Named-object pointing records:
* BEGIN *

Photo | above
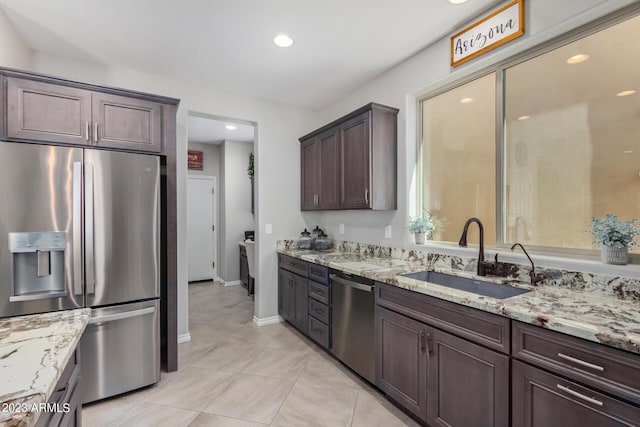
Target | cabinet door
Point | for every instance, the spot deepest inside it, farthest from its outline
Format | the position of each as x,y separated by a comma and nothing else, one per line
401,360
300,298
284,290
541,399
38,111
328,170
468,384
309,161
355,163
127,123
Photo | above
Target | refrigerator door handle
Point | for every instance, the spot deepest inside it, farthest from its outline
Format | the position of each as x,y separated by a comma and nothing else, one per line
89,230
77,228
123,315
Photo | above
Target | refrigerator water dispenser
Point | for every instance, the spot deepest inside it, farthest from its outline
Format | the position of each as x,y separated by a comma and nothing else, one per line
37,265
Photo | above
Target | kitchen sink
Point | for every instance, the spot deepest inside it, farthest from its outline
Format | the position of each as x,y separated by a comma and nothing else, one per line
466,284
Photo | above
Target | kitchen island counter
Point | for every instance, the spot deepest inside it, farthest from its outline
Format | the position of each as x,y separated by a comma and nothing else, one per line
34,351
583,313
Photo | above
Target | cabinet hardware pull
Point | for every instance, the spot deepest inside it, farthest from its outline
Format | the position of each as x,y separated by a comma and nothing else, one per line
579,395
581,362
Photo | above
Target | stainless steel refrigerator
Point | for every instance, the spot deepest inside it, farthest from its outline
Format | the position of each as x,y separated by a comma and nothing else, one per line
81,229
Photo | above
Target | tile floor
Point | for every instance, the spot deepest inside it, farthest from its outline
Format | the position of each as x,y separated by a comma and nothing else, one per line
233,373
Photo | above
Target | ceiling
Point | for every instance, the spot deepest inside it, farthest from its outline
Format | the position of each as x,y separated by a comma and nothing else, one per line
227,44
214,131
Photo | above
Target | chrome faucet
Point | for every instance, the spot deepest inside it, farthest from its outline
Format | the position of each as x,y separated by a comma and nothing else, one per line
535,278
484,267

* END *

Find each line in the rows above that contains the word "Target", and copy those lines.

Response to this exercise
Target | cabinet door
Target | refrigerator door handle
Target | refrigerator water dispenser
Target | kitchen sink
Target | kitchen island counter
Target | cabinet hardware pull
Target | stainless steel refrigerator
Target | tile floor
Target | ceiling
Target | chrome faucet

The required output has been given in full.